- Objetivos
**a.** Según el texto de la página, ¿en qué año se publicó el libro Hacienda pública?
**b.** Enumera los impuestos con fines moralizadores que el texto de la página da como ejemplos en el párrafo que comienza con "Se han propuesto tributos".
**c.** Reproduce sin cambios todo lo que va en el texto de la página desde "Algo parecido, me" hasta "los más pobres.".

- Texto de la página
#####

Decía el hacendista del siglo XX Esteban Jaramillo, tal vez el mejor en la historia de Colombia, que en el abanico de los diferentes impuestos posibles había unos mejores que otros. Entre los buenos estaba el impuesto de renta, el cual Esteban trajo al país, y entre los menos decorosos estaban aquellos que perjudican la inversión, el bienestar de la clase media o a las clases populares.
El recuento de todos los impuestos estaba en detalle en su icónico libro Hacienda pública, de 1925. Entre las decenas de impuestos que describe el hacendista antioqueño hay uno en particular que se destaca para las discusiones contemporáneas. El tipo de impuesto que se establece “con fines moralizadores”.
El libro señala que “a esta clase pertenecen los que gravan el lujo o el consumo de objetos antihigiénicos, peligrosos o corruptores”. Son impuestos que buscan influir en la población para que actúe “moralmente” de acuerdo a una escala de valores gubernamentales. Algunos de los ejemplos que nos señala el tratadista están entre lo divertido y lo preocupante.
Se han propuesto tributos que van desde impuestos a los matrimonios de las ricas americanas con nobles europeos hasta impuestos para los hombres solteros en búsqueda de “disminuir los huelguistas de la procreación”. También se pretendió en una época “moralizar” con impuestos a los hombres célibes y, por orden del papa de entonces, a los sacerdotes con barba. Impuestos para fomentar las buenas prácticas: toda una revolución conservadora.
Por fortuna, Jaramillo no creía en esa pretensión de conocimiento, en la capacidad del Estado para clasificar los actos correctos de los incorrectos. No es capaz el Estado —decía el tratadista— de y servir de “guía de conciencias”. Al describir el impuesto, Jaramillo señaló lúcidamente los objetivos: “El fisco viene a convertirse por este medio en un instrumento de la autoridad política o religiosa para moralizar la sociedad y volver por la corrección de las costumbres”.
Algo parecido, me es inevitable recordar, pasa en las actuales discusiones sobre el impuesto al Chocoramo en la más reciente reforma tributaria. La guerra mediática en contra de los alimentos industrializados (mal llamados alimentos ultraprocesados) va a terminar —con la pretensión de moralizar a la gente en su dieta— afectando a los consumidores colombianos en una situación crítica de alta inflación de alimentos, especialmente a los más pobres.

#####

- Datos registrados

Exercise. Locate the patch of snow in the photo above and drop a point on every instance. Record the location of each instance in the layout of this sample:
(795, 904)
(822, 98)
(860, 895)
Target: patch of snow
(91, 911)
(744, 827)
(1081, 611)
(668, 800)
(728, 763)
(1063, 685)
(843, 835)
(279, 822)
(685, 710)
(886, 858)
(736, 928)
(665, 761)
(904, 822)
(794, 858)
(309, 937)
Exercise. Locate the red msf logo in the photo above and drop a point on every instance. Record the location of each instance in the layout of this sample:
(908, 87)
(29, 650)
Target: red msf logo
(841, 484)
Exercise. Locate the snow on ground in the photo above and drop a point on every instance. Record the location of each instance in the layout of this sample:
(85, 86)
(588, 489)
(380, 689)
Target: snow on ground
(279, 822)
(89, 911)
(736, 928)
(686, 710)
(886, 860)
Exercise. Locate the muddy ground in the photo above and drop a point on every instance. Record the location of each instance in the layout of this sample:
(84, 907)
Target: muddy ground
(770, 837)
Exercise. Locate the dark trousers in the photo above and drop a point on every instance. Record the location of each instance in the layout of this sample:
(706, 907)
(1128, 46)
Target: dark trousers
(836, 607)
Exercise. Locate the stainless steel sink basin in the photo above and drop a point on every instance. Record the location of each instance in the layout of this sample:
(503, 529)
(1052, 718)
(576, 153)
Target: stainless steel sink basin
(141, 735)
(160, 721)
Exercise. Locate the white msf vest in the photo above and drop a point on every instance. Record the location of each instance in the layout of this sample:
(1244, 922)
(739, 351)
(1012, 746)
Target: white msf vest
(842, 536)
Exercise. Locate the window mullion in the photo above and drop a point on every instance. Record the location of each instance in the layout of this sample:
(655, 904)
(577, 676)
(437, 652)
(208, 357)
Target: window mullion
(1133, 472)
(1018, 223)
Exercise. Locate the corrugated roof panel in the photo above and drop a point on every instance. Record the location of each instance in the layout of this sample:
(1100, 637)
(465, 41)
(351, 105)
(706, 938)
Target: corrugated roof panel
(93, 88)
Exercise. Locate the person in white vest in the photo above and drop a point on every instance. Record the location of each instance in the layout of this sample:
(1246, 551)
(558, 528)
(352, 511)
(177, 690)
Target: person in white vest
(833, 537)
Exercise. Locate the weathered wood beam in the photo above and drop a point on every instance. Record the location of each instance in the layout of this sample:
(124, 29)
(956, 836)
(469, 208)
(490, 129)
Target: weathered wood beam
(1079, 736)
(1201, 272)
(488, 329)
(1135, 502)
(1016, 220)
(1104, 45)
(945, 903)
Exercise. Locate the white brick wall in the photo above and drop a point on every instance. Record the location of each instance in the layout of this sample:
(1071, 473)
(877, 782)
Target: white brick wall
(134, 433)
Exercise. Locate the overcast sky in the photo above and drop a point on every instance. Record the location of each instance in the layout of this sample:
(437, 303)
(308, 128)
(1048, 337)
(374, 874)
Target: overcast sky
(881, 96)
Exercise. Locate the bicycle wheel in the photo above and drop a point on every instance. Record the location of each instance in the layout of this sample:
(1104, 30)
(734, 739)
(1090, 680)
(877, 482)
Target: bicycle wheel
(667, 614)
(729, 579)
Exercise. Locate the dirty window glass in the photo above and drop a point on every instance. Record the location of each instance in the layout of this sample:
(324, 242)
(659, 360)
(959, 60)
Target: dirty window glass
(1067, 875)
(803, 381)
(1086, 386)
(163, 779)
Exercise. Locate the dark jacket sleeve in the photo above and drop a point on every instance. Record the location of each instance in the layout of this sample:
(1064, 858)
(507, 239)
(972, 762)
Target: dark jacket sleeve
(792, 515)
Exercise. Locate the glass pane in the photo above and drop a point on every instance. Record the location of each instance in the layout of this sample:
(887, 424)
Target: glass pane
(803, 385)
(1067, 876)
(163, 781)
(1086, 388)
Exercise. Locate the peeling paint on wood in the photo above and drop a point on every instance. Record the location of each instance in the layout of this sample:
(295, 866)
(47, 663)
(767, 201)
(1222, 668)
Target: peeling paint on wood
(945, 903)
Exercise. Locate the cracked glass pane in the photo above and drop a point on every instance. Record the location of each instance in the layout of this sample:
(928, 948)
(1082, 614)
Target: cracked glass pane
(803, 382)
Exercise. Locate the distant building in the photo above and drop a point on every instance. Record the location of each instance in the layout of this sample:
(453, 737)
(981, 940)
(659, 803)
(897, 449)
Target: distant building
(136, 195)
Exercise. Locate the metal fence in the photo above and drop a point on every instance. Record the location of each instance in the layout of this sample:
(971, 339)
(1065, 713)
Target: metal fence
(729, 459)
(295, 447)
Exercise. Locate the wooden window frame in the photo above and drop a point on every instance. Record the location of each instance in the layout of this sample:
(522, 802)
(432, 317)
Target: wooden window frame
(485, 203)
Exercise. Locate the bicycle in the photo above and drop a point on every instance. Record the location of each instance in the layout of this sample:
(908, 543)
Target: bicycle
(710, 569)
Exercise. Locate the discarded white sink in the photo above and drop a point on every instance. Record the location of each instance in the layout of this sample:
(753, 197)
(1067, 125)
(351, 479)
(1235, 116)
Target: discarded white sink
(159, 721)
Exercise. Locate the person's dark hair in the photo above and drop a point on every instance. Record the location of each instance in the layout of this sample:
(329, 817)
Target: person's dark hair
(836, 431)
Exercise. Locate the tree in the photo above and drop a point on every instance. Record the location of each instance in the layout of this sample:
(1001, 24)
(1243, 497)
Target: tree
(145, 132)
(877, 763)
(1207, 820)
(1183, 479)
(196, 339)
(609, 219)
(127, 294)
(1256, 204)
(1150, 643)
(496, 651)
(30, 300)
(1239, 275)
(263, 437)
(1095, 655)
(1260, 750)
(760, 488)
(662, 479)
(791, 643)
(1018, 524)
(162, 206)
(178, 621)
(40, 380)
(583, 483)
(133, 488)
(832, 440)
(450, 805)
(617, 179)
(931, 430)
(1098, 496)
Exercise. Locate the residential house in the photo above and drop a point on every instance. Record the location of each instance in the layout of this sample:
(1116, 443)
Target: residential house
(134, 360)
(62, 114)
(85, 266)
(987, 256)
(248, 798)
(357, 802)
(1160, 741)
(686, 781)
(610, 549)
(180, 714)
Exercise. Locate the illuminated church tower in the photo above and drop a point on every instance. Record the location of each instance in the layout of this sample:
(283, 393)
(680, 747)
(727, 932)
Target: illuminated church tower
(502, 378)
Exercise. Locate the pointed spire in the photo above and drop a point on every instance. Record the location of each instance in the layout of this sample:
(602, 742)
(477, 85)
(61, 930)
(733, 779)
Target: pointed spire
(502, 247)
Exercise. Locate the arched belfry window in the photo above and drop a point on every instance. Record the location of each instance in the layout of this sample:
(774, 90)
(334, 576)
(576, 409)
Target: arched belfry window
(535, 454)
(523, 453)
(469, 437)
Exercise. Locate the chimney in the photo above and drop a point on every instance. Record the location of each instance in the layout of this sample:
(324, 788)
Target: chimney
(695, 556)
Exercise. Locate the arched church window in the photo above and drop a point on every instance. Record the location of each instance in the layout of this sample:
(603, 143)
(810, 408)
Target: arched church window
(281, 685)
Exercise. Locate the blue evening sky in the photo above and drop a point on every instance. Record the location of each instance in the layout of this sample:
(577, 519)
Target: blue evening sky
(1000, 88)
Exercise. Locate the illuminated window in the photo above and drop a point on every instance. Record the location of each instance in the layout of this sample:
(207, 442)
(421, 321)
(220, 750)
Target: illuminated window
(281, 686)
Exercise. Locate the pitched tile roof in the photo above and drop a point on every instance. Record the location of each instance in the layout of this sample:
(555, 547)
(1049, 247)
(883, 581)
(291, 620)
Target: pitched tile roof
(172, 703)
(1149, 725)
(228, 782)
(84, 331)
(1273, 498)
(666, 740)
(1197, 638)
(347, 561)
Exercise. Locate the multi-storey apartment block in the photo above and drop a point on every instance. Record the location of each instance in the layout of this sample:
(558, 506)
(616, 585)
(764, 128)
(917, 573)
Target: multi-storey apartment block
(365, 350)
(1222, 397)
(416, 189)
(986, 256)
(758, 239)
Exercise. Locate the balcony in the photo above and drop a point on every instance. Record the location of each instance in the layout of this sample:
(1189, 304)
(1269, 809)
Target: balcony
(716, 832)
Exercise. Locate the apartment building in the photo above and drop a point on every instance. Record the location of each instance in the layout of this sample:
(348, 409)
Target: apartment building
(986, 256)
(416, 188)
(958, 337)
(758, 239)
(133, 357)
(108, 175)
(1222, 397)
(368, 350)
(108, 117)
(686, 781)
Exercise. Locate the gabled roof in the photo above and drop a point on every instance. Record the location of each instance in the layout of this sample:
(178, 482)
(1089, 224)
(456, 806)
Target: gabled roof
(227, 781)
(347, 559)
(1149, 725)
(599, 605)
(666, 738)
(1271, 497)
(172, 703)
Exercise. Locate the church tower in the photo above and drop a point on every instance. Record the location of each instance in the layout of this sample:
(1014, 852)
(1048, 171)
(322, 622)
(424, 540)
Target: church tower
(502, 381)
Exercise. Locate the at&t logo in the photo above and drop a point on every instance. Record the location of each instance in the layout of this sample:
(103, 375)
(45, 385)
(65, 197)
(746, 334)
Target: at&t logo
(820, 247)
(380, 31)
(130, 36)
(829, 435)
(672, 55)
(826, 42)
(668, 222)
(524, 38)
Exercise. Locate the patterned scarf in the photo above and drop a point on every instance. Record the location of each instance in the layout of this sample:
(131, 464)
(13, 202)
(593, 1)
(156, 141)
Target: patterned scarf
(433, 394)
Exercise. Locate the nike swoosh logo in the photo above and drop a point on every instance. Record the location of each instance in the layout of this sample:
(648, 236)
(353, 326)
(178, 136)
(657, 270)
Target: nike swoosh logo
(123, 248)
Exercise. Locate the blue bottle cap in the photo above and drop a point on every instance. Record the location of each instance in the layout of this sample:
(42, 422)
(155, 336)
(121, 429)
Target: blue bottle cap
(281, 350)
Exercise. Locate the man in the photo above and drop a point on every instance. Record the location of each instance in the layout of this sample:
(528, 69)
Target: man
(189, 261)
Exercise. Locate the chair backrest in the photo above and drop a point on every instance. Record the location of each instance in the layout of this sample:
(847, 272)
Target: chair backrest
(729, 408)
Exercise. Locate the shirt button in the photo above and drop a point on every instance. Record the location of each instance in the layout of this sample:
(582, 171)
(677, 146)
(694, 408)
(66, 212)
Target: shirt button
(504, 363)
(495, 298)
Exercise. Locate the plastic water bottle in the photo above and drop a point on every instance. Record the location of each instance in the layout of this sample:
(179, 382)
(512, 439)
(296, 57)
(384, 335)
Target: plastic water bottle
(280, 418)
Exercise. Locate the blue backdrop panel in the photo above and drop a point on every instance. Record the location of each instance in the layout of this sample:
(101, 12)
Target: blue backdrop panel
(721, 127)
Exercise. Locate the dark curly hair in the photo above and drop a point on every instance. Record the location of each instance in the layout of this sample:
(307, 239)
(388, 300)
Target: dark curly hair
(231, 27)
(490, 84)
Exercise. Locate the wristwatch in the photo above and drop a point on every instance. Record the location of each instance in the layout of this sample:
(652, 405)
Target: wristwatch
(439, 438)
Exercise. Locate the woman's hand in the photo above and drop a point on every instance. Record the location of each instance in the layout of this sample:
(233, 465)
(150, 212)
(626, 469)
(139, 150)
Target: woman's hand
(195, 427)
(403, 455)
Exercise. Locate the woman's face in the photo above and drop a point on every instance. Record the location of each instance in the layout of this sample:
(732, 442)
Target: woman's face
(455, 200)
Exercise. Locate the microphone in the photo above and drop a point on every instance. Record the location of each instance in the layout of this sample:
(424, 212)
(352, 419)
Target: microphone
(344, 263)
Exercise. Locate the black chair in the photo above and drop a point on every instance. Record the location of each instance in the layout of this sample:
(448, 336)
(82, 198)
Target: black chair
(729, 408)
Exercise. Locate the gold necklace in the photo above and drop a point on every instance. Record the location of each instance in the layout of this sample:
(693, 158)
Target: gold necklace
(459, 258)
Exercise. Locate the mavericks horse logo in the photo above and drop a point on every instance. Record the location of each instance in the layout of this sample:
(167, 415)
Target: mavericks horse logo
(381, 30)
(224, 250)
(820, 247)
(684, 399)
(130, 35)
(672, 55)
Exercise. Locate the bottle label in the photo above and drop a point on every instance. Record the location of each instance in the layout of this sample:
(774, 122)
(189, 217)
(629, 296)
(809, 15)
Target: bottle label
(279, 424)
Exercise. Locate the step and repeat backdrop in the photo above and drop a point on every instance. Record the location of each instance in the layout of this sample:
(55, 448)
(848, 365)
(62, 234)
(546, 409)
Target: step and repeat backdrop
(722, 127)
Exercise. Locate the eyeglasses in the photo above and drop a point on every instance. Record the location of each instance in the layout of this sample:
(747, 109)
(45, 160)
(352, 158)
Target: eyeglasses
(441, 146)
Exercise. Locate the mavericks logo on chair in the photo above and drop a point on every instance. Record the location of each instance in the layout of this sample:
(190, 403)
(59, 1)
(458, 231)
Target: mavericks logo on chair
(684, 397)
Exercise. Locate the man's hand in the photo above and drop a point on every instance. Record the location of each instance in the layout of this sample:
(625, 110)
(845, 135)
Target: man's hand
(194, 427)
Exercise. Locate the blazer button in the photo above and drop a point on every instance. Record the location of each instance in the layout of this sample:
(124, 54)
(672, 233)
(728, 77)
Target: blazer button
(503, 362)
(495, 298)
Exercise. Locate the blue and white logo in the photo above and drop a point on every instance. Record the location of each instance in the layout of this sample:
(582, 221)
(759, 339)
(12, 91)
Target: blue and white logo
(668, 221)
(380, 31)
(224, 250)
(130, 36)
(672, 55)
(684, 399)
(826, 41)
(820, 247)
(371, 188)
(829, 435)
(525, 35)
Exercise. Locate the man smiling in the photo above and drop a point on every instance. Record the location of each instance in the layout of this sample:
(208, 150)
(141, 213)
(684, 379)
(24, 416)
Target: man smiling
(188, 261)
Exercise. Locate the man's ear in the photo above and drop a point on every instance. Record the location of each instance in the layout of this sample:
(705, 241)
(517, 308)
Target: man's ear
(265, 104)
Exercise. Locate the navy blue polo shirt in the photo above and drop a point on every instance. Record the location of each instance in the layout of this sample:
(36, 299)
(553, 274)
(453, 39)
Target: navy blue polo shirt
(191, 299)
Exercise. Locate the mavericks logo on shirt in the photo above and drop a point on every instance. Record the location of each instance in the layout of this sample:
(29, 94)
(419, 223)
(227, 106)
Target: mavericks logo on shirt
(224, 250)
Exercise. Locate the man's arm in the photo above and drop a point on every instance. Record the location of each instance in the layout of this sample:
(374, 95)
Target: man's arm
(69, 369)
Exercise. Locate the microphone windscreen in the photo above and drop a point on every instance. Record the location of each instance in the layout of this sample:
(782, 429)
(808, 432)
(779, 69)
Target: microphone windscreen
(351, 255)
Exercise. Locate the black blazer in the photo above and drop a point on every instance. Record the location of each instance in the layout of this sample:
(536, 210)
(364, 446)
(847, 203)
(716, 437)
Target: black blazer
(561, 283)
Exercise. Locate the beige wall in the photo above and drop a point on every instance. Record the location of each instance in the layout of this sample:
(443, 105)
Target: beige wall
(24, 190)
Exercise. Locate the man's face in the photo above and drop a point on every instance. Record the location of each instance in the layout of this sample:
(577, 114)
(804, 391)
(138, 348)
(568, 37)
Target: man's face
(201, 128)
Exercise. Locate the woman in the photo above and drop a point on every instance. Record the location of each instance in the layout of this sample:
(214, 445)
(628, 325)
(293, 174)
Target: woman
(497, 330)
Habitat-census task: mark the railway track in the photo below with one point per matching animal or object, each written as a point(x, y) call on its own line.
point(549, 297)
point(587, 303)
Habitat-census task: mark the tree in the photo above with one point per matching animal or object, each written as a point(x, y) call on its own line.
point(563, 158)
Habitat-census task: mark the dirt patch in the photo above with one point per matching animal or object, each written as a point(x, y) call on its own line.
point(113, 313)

#####

- Resultados
**a.** En 1925.

**b.**
- Impuestos a los matrimonios de las ricas americanas con nobles europeos
- Impuestos para los hombres solteros
- Impuestos a los hombres célibes
- Impuestos a los sacerdotes con barba

**c.**
Algo parecido, me es inevitable recordar, pasa en las actuales discusiones sobre el impuesto al Chocoramo en la más reciente reforma tributaria. La guerra mediática en contra de los alimentos industrializados (mal llamados alimentos ultraprocesados) va a terminar —con la pretensión de moralizar a la gente en su dieta— afectando a los consumidores colombianos en una situación crítica de alta inflación de alimentos, especialmente a los más pobres.